Report how many lines in the items contain the string "surface". Give only the number.

**Data extracted from a collection**.
-- -- --
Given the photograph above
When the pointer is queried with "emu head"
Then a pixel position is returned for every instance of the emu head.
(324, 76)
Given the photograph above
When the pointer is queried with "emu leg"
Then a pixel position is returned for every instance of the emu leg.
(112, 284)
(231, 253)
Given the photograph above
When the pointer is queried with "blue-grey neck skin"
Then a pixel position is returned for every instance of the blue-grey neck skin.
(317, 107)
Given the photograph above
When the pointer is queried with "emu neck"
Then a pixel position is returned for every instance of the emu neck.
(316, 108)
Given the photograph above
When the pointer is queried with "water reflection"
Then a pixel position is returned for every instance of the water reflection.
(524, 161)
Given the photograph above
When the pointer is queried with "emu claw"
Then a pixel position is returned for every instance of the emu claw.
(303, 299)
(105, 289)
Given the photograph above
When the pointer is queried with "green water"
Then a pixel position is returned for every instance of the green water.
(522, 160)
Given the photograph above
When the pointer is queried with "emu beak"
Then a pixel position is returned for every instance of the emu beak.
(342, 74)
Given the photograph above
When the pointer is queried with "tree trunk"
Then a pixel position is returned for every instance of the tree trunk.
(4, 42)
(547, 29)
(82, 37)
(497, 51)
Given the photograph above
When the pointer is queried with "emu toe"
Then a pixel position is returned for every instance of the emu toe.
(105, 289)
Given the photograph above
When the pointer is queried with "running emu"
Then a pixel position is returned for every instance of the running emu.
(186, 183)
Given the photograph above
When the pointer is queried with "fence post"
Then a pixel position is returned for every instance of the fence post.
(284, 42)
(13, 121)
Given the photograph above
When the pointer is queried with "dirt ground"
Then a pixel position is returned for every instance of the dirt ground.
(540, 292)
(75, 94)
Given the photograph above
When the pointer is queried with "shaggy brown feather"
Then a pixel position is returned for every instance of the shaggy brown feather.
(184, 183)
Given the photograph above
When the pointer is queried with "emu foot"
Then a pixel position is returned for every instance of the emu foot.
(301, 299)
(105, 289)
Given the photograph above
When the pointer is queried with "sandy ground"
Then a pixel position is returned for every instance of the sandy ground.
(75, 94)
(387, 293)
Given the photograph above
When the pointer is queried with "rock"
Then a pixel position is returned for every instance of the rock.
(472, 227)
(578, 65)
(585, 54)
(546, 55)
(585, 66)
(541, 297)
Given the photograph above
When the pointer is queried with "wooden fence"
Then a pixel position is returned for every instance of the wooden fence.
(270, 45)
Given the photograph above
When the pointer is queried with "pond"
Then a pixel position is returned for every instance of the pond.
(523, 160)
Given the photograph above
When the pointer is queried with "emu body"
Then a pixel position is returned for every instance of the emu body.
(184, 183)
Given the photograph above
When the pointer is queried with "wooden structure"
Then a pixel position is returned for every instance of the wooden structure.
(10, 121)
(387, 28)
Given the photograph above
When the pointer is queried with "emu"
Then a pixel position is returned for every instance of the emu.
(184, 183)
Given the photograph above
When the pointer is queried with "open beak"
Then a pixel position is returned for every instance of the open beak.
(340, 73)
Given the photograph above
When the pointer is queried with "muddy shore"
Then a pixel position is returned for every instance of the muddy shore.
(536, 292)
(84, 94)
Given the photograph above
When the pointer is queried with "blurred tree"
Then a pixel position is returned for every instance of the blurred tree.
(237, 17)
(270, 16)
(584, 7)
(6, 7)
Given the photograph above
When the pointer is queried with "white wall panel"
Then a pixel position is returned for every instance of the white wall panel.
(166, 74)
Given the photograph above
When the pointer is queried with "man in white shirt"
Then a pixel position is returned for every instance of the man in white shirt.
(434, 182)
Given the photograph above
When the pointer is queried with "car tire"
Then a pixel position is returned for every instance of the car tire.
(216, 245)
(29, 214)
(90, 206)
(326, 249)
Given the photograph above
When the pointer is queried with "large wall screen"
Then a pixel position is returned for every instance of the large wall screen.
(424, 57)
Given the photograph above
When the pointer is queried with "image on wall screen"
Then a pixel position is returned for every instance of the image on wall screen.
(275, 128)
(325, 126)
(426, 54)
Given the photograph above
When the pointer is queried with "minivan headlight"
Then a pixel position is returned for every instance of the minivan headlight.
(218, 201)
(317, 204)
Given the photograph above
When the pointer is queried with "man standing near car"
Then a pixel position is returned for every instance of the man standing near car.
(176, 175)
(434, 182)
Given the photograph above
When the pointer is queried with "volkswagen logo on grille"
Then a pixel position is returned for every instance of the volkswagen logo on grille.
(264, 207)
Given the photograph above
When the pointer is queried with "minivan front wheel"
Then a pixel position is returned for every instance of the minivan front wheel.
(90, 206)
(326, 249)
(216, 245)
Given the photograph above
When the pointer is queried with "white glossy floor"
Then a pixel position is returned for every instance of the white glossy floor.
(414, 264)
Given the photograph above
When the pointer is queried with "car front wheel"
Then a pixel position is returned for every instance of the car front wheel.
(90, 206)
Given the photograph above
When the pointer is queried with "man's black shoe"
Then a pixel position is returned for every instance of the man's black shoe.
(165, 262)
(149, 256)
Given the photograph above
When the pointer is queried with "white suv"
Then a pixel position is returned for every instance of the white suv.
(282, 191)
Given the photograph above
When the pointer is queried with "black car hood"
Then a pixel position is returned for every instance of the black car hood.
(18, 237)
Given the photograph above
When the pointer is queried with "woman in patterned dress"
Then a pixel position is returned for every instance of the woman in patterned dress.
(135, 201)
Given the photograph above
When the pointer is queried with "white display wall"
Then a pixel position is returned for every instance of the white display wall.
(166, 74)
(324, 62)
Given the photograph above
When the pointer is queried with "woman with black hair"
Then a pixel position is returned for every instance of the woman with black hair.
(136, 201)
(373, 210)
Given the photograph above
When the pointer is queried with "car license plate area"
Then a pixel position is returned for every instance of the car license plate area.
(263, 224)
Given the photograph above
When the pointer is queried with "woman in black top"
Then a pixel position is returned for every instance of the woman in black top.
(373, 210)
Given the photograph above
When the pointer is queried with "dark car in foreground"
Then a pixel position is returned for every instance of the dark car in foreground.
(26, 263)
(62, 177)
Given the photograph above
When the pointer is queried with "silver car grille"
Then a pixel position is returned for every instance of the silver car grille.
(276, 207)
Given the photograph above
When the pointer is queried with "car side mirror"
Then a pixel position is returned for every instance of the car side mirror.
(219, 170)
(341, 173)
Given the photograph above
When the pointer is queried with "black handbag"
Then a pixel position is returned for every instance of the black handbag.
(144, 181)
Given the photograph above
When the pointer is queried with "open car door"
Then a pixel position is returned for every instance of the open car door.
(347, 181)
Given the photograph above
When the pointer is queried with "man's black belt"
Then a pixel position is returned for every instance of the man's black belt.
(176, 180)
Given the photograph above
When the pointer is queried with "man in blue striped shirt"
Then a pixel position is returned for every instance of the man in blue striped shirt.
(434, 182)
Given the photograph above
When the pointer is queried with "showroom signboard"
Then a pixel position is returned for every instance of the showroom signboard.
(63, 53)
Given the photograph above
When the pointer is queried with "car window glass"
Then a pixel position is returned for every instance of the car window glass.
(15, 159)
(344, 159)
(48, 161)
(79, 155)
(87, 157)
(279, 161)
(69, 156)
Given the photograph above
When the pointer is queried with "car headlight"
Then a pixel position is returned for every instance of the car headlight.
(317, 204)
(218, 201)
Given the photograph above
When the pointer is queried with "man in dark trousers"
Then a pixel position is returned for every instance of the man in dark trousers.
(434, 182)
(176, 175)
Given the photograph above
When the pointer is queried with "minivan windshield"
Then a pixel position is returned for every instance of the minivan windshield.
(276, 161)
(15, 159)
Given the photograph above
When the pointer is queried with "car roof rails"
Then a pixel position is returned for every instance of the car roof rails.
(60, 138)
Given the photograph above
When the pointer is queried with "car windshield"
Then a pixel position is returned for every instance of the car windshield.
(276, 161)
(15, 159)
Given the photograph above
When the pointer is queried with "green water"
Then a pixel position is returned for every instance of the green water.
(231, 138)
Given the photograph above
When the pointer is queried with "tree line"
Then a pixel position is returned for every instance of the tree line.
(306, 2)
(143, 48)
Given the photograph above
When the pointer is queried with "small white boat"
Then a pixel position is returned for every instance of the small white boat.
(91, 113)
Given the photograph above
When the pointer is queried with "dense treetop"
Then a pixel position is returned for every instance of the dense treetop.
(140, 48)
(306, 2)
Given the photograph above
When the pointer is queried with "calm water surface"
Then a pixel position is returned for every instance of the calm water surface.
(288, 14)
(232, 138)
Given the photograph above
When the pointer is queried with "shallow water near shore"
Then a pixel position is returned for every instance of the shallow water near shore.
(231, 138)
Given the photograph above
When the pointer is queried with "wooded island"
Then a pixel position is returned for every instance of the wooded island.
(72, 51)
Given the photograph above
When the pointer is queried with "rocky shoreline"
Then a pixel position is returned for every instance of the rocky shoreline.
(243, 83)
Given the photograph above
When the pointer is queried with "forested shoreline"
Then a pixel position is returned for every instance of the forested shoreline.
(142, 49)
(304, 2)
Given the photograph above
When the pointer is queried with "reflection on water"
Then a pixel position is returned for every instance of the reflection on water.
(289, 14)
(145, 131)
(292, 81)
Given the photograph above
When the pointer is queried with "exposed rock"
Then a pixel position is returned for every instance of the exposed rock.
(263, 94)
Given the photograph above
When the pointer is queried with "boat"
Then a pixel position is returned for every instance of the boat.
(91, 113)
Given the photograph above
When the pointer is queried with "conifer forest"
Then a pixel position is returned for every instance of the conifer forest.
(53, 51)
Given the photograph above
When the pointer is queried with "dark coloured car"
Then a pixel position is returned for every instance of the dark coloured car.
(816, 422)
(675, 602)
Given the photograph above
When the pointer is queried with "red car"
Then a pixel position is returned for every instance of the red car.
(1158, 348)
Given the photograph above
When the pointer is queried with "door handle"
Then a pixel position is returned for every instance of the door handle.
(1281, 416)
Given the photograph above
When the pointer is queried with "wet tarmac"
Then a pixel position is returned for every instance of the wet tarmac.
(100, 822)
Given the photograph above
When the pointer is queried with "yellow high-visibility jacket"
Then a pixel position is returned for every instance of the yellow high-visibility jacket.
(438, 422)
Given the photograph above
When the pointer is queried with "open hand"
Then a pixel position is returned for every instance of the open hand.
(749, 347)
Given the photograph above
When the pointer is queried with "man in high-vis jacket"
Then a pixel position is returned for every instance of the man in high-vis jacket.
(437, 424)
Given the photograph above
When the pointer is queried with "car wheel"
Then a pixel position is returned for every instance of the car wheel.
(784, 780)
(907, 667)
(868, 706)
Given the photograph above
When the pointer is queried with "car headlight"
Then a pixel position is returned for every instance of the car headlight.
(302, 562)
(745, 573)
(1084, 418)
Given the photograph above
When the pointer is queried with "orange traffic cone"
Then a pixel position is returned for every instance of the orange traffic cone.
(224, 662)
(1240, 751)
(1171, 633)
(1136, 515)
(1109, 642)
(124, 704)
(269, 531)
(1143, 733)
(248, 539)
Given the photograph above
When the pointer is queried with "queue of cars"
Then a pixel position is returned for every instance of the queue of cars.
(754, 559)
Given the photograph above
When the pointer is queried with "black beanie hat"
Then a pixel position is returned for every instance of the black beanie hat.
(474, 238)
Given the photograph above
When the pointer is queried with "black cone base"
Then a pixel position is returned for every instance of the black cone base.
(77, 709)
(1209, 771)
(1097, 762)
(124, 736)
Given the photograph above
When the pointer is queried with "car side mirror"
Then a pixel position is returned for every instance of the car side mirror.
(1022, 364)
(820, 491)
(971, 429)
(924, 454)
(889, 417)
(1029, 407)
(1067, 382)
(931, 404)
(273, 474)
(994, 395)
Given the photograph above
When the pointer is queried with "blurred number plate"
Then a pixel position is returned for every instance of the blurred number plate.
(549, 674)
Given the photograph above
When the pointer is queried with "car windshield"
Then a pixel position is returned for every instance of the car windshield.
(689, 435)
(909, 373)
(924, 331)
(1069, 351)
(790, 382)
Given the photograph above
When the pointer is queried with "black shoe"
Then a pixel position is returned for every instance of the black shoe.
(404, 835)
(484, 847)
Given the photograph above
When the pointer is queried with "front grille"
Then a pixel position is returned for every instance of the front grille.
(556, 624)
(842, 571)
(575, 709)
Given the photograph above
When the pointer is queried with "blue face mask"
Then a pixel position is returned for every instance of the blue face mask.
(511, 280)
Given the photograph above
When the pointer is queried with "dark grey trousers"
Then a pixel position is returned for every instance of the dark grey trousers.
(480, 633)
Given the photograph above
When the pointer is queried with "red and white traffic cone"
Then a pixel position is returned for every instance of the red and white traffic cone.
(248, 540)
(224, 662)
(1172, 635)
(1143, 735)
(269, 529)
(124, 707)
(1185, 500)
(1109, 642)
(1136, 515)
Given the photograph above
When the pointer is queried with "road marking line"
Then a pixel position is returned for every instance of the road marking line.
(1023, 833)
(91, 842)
-- -- --
**Reply**. 2